Write out the material as a JSON list of strings, one string per line, starting with the line that contains "[segment] boy with short blond hair" and continuing through the line that contains "267L160 265L164 263L169". Include both of those lines and leave out any blank lines.

◆ ◆ ◆ ◆

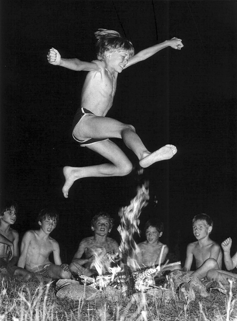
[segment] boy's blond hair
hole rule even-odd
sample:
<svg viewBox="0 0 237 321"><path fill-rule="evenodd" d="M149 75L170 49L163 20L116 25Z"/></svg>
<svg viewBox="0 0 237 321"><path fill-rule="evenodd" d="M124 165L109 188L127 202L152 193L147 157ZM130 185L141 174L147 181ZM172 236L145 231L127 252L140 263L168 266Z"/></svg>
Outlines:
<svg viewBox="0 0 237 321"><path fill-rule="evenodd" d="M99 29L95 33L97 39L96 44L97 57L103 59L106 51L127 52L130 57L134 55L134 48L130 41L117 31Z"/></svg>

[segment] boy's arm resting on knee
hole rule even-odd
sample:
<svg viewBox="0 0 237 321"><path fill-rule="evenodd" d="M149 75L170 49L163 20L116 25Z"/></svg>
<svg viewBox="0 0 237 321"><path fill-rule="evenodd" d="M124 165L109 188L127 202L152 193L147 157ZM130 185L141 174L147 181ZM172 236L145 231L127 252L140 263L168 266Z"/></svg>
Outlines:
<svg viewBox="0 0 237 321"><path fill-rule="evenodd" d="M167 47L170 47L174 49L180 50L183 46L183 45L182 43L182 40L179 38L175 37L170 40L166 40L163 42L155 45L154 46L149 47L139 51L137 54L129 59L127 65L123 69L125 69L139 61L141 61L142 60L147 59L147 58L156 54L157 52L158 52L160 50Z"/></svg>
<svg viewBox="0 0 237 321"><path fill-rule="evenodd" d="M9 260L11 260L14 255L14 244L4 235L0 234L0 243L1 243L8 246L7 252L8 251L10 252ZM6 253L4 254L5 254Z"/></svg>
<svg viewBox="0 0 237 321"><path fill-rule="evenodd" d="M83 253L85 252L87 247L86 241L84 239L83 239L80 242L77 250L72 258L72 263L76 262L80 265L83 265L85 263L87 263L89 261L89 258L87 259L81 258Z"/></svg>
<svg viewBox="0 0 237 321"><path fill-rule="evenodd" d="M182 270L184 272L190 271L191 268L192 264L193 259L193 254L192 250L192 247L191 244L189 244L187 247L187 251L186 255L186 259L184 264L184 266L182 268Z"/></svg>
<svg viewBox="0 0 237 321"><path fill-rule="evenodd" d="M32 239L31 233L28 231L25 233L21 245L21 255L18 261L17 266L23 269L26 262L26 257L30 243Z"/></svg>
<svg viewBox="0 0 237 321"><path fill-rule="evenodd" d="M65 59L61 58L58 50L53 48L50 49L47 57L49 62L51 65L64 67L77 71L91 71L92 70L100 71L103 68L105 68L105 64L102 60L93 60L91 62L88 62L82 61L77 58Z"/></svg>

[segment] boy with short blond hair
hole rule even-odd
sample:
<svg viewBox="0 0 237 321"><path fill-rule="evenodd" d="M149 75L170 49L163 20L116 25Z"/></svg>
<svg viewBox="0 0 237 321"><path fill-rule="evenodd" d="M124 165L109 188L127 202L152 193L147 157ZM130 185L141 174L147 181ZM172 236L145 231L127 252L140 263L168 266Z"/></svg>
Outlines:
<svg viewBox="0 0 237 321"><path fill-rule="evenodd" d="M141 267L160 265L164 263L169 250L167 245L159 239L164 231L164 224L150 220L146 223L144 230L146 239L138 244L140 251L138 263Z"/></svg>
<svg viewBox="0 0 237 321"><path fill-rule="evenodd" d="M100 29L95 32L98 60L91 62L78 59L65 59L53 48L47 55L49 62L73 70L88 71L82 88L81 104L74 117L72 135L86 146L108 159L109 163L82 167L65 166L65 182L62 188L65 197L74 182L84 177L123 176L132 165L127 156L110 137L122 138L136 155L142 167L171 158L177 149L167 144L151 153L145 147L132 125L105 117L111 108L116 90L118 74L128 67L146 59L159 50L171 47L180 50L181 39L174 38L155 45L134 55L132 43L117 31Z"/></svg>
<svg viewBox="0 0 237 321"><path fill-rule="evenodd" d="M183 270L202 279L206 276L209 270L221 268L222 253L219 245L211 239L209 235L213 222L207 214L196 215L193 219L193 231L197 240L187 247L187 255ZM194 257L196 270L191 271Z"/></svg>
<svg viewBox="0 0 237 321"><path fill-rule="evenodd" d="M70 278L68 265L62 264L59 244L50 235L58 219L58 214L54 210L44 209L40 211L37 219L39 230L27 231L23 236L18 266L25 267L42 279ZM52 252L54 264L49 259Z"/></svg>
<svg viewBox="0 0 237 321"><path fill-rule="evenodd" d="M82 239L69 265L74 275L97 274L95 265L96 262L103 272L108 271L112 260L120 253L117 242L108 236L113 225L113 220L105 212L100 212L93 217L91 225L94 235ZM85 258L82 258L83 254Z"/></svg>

◆ ◆ ◆ ◆

▶ _Complete output_
[
  "[segment] boy with short blond hair",
  "hole rule even-odd",
  "sample:",
  "<svg viewBox=\"0 0 237 321\"><path fill-rule=\"evenodd\" d=\"M149 75L170 49L163 20L116 25Z\"/></svg>",
  "<svg viewBox=\"0 0 237 321\"><path fill-rule=\"evenodd\" d=\"M124 165L109 188L127 202L152 193L147 157ZM130 185L141 174L147 181ZM172 236L145 231L127 252L140 263L168 266Z\"/></svg>",
  "Outlines:",
  "<svg viewBox=\"0 0 237 321\"><path fill-rule=\"evenodd\" d=\"M141 267L160 265L164 263L169 250L167 245L159 239L164 231L164 224L150 220L146 223L144 230L146 239L138 244L140 251L138 263Z\"/></svg>"
]